**Passage shown:**
Thursday, January 8, 2015

Muddling Along with the Islam Question

What do we do about Islam? That's the question in all our minds after the Charlie Hebdo massacre in Paris on January 7, 2015.

My short answer, frankly, is: Nothing.

That's because I don't think we are at a moment where we can gather the western world into a unified political, military, economic and ideological response.

It is clear that the Bush response after 9/11 didn't work. Sure, the US could throw Afghanistan into a mess, and remove the revolting Saddam Hussein from power. But then what?

On the other hand, we conservatives wring our hands over the center-left ruling class response. The one thing our ruling class knows is that fascism is the worst thing in the world and that the European people will turn into brownshirts and blackshirts the moment that "our" educated evolved backs are turned. So they are terrified by "islamophobia" and a return to the politics of 1935.

Maybe. But my take on the danger of fascism and right-wing extremism is that 20th century fascism was a response to the failure of the European ruling class.

All any ruling class needs to do is provide the political and economic basis for ordinary people to make a decent living. No wars, no inflations, no depressions. Failing that, it's Katy bar the door.

The trouble is that sensible economic policy and politics requires a ruling class that thinks less about its power and more about its service. And the record of history is that this is too much to ask of a ruling class, because people get into politics because they like to fight and they want to acquire power. So it gets into the most frightful messes. And then the people lose faith in their leadership and look for alternatives.

Let's back off and indulge in a Chris Chantrill tour d'horizon. That's French for the view from 30,000 feet.

We humans are in the latter stages of the greatest transformation that humans have ever seen. The people of the earth are giving up life as farmers and taking up life as city dwellers. People used to live on farms and mostly grow food for their own consumption. They also exchanged the fruits of their labor for products and services, but not much.

Today we live in cities and almost all our life is lived in the exchange economy where we exchange our labor for money, and money for everything in our lives from food and shelter to the myriad of consumer goods.

**What is needed:** Reproduce the blog post on the Islam question above word for word, from its date line through its final sentence.

**Given data:**

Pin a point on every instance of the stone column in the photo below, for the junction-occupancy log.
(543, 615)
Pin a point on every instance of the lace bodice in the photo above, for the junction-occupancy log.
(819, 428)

**Output of the exercise:**
Thursday, January 8, 2015

Muddling Along with the Islam Question

What do we do about Islam? That's the question in all our minds after the Charlie Hebdo massacre in Paris on January 7, 2015.

My short answer, frankly, is: Nothing.

That's because I don't think we are at a moment where we can gather the western world into a unified political, military, economic and ideological response.

It is clear that the Bush response after 9/11 didn't work. Sure, the US could throw Afghanistan into a mess, and remove the revolting Saddam Hussein from power. But then what?

On the other hand, we conservatives wring our hands over the center-left ruling class response. The one thing our ruling class knows is that fascism is the worst thing in the world and that the European people will turn into brownshirts and blackshirts the moment that "our" educated evolved backs are turned. So they are terrified by "islamophobia" and a return to the politics of 1935.

Maybe. But my take on the danger of fascism and right-wing extremism is that 20th century fascism was a response to the failure of the European ruling class.

All any ruling class needs to do is provide the political and economic basis for ordinary people to make a decent living. No wars, no inflations, no depressions. Failing that, it's Katy bar the door.

The trouble is that sensible economic policy and politics requires a ruling class that thinks less about its power and more about its service. And the record of history is that this is too much to ask of a ruling class, because people get into politics because they like to fight and they want to acquire power. So it gets into the most frightful messes. And then the people lose faith in their leadership and look for alternatives.

Let's back off and indulge in a Chris Chantrill tour d'horizon. That's French for the view from 30,000 feet.

We humans are in the latter stages of the greatest transformation that humans have ever seen. The people of the earth are giving up life as farmers and taking up life as city dwellers. People used to live on farms and mostly grow food for their own consumption. They also exchanged the fruits of their labor for products and services, but not much.

Today we live in cities and almost all our life is lived in the exchange economy where we exchange our labor for money, and money for everything in our lives from food and shelter to the myriad of consumer goods.